◆ **THE REQUEST**
Quote the listing in full, exactly as given, minus any pictures.

◆ **DATASET EXTRACT**
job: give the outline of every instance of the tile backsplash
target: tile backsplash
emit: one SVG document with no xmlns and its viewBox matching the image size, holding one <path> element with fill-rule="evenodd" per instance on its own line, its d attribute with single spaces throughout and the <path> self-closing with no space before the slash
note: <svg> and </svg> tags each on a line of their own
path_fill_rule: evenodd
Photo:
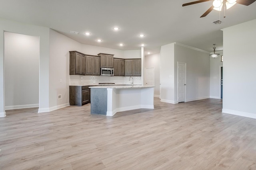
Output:
<svg viewBox="0 0 256 170">
<path fill-rule="evenodd" d="M 90 85 L 98 84 L 99 83 L 114 83 L 116 84 L 130 84 L 129 76 L 69 76 L 70 85 Z M 132 76 L 134 84 L 142 84 L 141 77 Z"/>
</svg>

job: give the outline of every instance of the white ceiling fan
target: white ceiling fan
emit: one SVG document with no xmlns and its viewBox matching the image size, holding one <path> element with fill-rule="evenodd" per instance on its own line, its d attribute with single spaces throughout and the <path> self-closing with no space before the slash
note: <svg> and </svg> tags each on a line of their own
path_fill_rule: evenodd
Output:
<svg viewBox="0 0 256 170">
<path fill-rule="evenodd" d="M 210 1 L 212 0 L 199 0 L 192 2 L 182 4 L 182 6 L 187 6 L 199 3 Z M 212 2 L 212 5 L 209 8 L 200 18 L 204 17 L 209 14 L 213 10 L 220 11 L 223 5 L 226 9 L 229 9 L 236 4 L 248 6 L 255 2 L 256 0 L 214 0 Z"/>
</svg>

◆ **OUTPUT FOR THIS EXERCISE**
job: give the outline of every instance of the tile backsplash
target: tile backsplash
emit: one SVG document with no xmlns and its viewBox matching the image size, holding one <path> element with fill-rule="evenodd" per instance on its own line, its d attribute with single spaces throughout and the <path> self-closing with no space before the slash
note: <svg> and </svg> tags each on a line of their own
path_fill_rule: evenodd
Photo:
Output:
<svg viewBox="0 0 256 170">
<path fill-rule="evenodd" d="M 90 85 L 98 84 L 99 83 L 114 83 L 116 84 L 130 84 L 129 76 L 69 76 L 70 85 Z M 132 76 L 134 84 L 142 84 L 141 77 Z"/>
</svg>

job: give the outline of every instance of the white ceiling fan
target: white ceiling fan
emit: one SVG document with no xmlns and its viewBox matching the image size, holding one <path> element with fill-rule="evenodd" per instance on its own line, its d attribute with single spaces throughout and the <path> self-closing with no space before the slash
note: <svg> and </svg> tags each on a line of their own
path_fill_rule: evenodd
Output:
<svg viewBox="0 0 256 170">
<path fill-rule="evenodd" d="M 210 1 L 212 0 L 199 0 L 192 2 L 182 4 L 182 6 L 187 6 L 199 3 Z M 212 2 L 212 5 L 209 8 L 200 18 L 204 17 L 209 14 L 213 10 L 220 11 L 223 5 L 226 9 L 229 9 L 236 4 L 248 6 L 255 2 L 256 0 L 214 0 Z"/>
</svg>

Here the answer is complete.